§ Collected data
▬▬▬▬▬▬

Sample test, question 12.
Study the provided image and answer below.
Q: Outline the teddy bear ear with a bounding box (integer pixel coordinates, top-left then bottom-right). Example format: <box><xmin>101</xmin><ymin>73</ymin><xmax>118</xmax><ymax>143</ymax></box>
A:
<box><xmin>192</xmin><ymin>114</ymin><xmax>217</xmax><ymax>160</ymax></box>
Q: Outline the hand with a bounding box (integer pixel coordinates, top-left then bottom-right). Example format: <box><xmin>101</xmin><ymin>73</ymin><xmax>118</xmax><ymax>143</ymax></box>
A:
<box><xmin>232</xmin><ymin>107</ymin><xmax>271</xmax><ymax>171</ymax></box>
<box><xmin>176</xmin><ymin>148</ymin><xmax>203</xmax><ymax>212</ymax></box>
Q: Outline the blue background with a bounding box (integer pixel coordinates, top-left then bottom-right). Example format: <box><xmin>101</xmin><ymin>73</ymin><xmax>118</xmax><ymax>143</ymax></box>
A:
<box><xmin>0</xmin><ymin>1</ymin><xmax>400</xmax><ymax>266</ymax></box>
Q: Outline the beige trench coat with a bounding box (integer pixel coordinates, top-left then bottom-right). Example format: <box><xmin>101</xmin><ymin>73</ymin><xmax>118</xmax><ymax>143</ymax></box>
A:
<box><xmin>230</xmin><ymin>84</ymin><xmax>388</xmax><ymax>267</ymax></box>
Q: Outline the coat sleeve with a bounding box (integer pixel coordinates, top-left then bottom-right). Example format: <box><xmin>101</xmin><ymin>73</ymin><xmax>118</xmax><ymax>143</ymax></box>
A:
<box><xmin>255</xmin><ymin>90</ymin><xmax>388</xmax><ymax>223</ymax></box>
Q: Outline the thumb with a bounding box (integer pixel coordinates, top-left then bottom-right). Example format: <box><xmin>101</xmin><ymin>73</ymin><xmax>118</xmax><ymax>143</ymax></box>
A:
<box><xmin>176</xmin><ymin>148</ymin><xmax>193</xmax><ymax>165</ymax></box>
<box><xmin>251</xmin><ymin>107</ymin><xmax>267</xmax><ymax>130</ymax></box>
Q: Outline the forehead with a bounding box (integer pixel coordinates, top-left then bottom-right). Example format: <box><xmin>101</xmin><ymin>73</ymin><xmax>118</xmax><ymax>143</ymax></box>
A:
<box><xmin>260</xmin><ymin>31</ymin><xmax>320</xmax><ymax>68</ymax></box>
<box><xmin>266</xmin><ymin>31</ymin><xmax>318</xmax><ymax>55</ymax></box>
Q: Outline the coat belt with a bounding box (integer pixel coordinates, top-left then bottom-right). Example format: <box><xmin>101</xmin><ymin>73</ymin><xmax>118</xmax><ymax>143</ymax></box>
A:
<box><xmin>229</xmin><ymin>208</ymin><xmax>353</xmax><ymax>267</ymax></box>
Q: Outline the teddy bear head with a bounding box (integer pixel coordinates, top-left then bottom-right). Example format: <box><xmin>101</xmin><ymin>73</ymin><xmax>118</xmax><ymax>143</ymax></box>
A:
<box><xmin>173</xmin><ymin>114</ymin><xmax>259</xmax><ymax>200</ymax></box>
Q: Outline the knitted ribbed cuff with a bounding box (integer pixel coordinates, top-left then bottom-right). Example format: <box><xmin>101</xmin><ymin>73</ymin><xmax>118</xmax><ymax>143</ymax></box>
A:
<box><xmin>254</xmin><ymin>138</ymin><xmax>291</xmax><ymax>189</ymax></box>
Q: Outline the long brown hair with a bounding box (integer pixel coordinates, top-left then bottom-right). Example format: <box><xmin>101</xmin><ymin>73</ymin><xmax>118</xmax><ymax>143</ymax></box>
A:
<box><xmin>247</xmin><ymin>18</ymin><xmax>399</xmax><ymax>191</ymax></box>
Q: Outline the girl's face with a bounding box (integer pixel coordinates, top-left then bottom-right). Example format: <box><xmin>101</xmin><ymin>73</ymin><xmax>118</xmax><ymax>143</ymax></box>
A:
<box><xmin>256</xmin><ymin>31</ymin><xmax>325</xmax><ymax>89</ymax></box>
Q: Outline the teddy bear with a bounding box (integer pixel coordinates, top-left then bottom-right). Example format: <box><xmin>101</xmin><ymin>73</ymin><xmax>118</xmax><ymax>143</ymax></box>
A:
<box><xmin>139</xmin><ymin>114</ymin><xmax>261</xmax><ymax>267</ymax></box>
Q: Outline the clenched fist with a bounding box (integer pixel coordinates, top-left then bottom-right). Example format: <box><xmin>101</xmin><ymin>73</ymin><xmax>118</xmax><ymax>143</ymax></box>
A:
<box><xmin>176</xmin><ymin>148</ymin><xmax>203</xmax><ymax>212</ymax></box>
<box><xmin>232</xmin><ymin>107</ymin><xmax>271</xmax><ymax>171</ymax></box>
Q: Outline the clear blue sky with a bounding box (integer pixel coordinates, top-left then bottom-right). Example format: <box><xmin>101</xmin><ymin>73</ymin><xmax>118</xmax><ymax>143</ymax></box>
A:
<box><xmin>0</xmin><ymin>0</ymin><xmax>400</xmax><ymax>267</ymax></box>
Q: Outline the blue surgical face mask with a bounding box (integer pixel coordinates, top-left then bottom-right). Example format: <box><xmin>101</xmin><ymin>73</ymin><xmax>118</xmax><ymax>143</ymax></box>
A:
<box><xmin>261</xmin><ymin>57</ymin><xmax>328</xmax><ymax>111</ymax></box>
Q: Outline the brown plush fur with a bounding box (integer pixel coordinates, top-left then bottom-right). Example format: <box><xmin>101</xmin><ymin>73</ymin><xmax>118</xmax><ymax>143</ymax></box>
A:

▬▬▬▬▬▬

§ WORK TO BE COMPLETED
Return each line in the records that contains the word "clear". Treat uppercase and lowercase as different.

§ THE ANSWER
Q: Outline the clear blue sky with a bounding box (integer pixel coordinates, top-left then bottom-right). Example format: <box><xmin>101</xmin><ymin>73</ymin><xmax>118</xmax><ymax>143</ymax></box>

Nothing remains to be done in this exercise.